Problem description –
Take the line with "point_to MUST place one pin on each instance of the reflection" and every line after it, through the end of the listing, and give them again exactly, pictures excluded.

Given records –
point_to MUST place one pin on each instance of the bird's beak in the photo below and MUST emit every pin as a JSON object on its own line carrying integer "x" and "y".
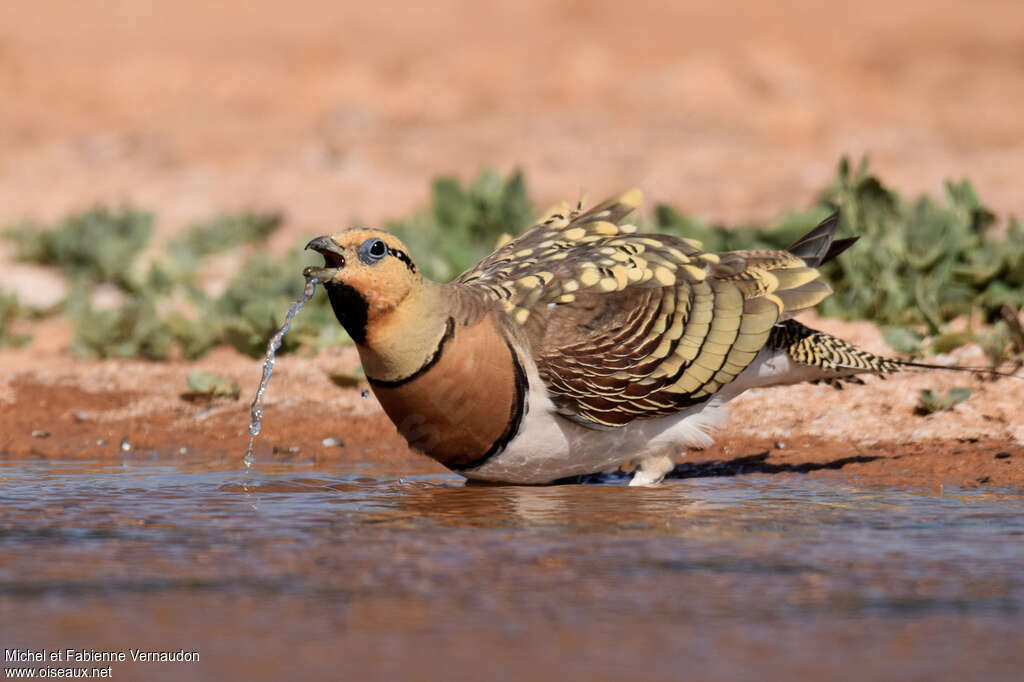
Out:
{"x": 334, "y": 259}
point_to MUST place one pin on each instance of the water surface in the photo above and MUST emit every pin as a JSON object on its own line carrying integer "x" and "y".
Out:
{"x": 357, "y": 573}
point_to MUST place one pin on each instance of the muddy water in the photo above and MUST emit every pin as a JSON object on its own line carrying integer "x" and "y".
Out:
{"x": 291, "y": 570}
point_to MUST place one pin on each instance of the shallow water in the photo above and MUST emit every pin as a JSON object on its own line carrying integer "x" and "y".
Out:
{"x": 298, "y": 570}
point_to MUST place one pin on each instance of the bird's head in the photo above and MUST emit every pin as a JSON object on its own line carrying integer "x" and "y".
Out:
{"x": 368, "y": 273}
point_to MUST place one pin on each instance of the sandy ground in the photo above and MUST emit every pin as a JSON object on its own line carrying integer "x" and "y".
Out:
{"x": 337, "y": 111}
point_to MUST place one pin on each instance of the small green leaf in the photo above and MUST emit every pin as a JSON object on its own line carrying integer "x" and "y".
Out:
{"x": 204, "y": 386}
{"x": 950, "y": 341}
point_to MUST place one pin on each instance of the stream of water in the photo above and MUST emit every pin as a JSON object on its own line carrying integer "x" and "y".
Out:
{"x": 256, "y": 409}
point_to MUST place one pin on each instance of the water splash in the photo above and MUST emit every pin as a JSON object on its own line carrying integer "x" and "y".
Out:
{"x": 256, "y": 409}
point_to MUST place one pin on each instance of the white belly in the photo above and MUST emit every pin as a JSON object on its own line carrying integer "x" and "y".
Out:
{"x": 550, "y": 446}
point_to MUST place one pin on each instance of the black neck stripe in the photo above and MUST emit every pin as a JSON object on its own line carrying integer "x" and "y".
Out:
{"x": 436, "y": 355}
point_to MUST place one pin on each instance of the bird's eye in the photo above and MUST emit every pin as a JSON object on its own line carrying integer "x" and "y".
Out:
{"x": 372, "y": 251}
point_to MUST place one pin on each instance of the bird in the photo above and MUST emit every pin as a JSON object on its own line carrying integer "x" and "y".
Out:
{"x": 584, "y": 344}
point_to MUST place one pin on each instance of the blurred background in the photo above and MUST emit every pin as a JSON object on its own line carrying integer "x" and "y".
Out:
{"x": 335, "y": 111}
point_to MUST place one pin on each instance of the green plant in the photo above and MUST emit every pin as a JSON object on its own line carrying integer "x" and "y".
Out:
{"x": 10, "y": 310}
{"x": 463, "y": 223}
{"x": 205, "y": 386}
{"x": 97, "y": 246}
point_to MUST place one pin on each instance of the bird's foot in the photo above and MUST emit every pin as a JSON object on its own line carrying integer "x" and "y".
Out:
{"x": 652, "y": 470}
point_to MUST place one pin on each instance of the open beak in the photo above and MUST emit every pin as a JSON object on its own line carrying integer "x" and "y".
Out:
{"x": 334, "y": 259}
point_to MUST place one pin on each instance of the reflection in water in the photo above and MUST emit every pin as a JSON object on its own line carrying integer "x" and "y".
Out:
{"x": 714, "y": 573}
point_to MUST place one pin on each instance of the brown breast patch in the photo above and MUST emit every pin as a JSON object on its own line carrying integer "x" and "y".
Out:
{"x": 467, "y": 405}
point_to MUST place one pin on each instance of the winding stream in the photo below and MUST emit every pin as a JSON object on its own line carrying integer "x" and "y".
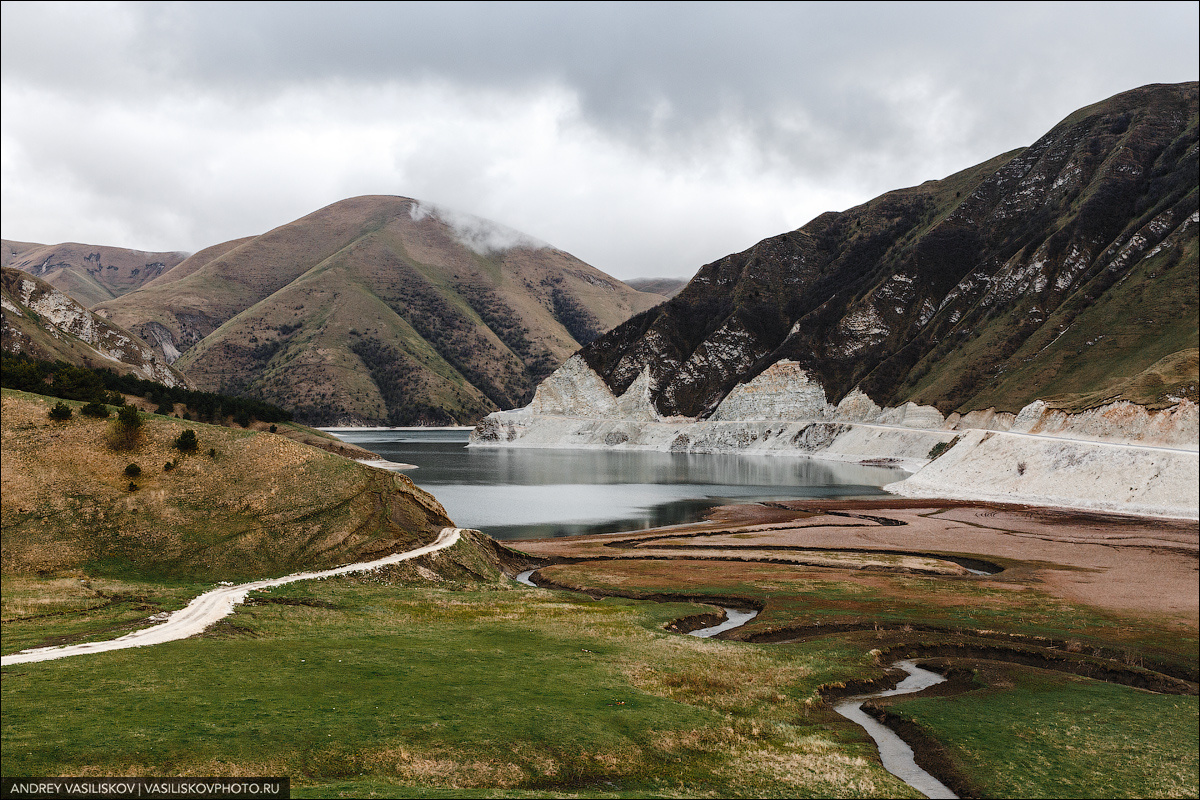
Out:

Your response –
point_to MUST place one pin on each instance of the reflection in water in the photo above and MUST emit every pin as a JSON object on its own line carrying integer "x" and "y".
Out:
{"x": 714, "y": 573}
point_to MUST place one pin on each instance of the brown breast patch in the photo above and MUST emit every pin as a JSON object on its own line carrying integer "x" and "y".
Out:
{"x": 467, "y": 405}
point_to MUST place one pin on each instance of the winding stream in the photo below and MUST emit every pin as a JSON object on its own line carrying integer "x" and "y".
Out:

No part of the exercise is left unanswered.